● **TEXT SECTION**
▬▬▬▬▬▬▬▬▬▬

College in Shoufeng, Hualien County, Taiwan

The Culinary Institute of Taiwan (CIT; 臺灣觀光學院) was a private college in Shoufeng Township, Hualien County, Taiwan.

The institute offers a variety of culinary programs, including a 2-year Associate Degree in Culinary Arts, a 1-year Certificate in Culinary Arts, and a 6-month Professional Pastry and Baking Course. The curriculum is designed to give students hands-on experience in cooking, baking, and food service, as well as a strong foundation in the culinary arts.

==History==
CIT was founded as Ging Chung Business College on 15 June 1989. It was later on renamed as Taiwan Hospitality and Tourism College. On 25 October 2001, the college was upgraded to The Culinary Institute of Taiwan. In 2020, the college had an enrollment rate of only 39.5%. In 2021, the college announced its closure on 1 September 2021.

▬▬▬▬▬▬▬▬▬▬

● **DATA FOR ANALYSIS**
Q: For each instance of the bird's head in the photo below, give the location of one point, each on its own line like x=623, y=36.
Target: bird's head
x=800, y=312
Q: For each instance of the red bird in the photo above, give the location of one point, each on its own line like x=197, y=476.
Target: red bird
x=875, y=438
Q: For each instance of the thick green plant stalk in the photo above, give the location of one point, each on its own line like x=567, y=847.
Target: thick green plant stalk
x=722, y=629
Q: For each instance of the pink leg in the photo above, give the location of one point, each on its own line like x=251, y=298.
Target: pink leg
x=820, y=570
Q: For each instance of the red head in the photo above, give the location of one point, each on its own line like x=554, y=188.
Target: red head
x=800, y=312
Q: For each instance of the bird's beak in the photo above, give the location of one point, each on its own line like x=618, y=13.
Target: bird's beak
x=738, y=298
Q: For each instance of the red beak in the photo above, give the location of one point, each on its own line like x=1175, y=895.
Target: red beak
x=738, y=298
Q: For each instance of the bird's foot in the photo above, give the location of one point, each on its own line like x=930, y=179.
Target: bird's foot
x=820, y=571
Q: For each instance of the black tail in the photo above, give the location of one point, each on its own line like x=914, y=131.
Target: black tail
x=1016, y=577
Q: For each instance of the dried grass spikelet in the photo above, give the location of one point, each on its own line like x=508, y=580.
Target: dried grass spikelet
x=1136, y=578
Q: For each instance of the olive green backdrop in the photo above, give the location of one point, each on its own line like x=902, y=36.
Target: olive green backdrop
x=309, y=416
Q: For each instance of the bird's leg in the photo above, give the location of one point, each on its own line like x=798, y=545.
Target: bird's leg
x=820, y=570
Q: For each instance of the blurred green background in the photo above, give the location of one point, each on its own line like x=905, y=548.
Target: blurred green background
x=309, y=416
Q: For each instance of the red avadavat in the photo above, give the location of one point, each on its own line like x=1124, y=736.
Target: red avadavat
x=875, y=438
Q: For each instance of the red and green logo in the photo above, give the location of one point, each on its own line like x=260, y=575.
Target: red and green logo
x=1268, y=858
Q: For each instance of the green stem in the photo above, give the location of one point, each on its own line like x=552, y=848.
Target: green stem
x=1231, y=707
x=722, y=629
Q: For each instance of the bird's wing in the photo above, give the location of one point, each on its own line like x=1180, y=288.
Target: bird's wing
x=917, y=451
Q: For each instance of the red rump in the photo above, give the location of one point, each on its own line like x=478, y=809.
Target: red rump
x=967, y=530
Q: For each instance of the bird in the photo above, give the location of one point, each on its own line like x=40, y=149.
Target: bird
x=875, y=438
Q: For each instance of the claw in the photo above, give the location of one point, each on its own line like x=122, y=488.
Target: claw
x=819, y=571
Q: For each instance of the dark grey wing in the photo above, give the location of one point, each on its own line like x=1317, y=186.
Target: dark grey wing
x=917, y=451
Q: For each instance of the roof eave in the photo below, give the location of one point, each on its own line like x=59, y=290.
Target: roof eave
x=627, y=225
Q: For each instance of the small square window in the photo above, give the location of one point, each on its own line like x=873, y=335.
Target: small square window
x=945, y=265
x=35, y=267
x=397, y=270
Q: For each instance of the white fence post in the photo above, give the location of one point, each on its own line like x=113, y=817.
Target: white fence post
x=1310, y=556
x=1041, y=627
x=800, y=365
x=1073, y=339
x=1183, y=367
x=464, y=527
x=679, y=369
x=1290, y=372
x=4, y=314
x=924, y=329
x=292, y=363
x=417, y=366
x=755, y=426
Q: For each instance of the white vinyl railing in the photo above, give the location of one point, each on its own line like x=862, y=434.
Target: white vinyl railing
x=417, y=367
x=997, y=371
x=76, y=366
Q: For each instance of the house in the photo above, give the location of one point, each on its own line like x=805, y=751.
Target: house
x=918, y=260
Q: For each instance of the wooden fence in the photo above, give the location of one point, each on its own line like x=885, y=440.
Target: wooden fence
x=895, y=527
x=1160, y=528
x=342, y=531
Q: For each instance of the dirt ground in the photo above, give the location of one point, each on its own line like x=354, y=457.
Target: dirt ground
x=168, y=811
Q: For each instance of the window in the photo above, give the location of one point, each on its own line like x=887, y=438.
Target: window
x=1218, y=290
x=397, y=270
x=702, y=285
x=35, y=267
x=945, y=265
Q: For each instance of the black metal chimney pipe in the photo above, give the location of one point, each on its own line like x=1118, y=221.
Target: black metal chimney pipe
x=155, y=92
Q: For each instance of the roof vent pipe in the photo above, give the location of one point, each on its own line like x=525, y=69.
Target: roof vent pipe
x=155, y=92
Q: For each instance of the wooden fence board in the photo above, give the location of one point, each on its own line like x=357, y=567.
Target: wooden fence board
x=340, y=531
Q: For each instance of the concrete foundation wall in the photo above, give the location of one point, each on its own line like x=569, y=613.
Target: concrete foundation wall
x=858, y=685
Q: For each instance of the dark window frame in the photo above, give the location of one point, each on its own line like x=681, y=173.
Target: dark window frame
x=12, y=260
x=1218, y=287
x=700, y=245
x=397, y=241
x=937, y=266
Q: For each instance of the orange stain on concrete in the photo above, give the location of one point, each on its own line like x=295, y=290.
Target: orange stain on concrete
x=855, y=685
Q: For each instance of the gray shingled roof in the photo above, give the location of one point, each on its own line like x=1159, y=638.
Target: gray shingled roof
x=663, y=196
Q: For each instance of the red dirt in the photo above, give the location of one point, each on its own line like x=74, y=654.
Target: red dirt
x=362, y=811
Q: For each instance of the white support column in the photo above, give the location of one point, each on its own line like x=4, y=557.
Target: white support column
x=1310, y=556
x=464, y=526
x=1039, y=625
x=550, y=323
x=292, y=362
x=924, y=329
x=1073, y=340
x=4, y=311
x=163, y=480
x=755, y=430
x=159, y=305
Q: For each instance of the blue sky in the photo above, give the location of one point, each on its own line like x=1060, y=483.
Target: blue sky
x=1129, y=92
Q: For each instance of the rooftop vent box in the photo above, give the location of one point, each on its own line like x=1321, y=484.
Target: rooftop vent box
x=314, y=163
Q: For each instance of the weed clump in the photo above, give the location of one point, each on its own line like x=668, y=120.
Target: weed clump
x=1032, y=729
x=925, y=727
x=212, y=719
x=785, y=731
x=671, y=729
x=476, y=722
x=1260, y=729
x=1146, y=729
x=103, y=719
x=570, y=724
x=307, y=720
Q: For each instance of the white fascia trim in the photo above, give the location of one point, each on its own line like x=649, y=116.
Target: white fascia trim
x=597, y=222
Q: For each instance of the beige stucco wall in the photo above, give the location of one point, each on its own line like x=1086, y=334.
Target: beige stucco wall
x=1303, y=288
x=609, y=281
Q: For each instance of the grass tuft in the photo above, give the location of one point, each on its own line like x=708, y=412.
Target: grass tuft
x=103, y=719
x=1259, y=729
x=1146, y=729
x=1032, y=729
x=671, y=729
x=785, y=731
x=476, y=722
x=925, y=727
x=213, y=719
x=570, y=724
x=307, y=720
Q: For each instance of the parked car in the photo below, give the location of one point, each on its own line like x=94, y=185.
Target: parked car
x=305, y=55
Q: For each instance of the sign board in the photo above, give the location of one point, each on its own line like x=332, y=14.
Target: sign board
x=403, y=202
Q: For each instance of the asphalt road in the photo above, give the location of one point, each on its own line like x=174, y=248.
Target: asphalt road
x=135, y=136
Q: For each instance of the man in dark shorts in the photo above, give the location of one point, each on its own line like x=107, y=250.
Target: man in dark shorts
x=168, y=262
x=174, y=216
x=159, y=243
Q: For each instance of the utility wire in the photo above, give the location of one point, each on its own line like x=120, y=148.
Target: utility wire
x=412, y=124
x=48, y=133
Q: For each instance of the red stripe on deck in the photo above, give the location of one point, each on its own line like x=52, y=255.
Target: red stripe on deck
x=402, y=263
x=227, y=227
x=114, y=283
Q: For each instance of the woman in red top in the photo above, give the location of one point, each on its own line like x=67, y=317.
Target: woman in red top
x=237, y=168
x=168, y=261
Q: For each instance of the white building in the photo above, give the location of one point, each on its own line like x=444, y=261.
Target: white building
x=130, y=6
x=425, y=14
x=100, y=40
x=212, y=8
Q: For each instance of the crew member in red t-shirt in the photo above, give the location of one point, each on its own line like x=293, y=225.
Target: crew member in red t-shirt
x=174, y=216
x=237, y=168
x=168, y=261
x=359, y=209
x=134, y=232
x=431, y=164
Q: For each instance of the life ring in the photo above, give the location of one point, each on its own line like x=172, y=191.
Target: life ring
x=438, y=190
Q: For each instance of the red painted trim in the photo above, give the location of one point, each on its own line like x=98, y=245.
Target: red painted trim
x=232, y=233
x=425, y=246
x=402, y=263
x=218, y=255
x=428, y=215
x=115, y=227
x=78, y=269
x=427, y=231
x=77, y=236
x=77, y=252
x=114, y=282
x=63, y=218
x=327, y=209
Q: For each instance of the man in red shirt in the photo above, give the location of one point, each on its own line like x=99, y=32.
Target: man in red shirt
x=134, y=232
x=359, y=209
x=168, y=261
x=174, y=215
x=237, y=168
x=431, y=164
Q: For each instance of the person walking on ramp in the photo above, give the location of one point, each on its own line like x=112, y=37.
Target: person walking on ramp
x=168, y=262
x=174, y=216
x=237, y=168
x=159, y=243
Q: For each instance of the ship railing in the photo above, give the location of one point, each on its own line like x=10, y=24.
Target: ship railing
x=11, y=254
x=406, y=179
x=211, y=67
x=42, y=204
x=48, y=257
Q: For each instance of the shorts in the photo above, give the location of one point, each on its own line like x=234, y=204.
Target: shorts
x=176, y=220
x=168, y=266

▬▬▬▬▬▬▬▬▬▬

● **WORK INSTRUCTION A**
In the Culinary Institute of Taiwan text, on what date was the college founded as Ging Chung Business College?
● **WORK INSTRUCTION B**
Write out the part of the Culinary Institute of Taiwan text between "The institute offers" and "the culinary arts.", inclusive.
● **WORK INSTRUCTION C**
Extend the text about the Culinary Institute of Taiwan by writing what comes after its final sentence.
You can do this work without the listing.

● **TASK RESPONSE A**
15 June 1989

● **TASK RESPONSE B**
The institute offers a variety of culinary programs, including a 2-year Associate Degree in Culinary Arts, a 1-year Certificate in Culinary Arts, and a 6-month Professional Pastry and Baking Course. The curriculum is designed to give students hands-on experience in cooking, baking, and food service, as well as a strong foundation in the culinary arts.

● **TASK RESPONSE C**
==Faculties==
- Department of Chinese Culinary Arts
- Department of Food and Beverage Management
- Department of Hotel Management
- Department of Leisure Management
- Department of Tourism Management
- Department of Travel Management
- Department of Western Culinary Arts

==Transportation==
CIT is within walking distance northwest of Fengtian Station of Taiwan Railway.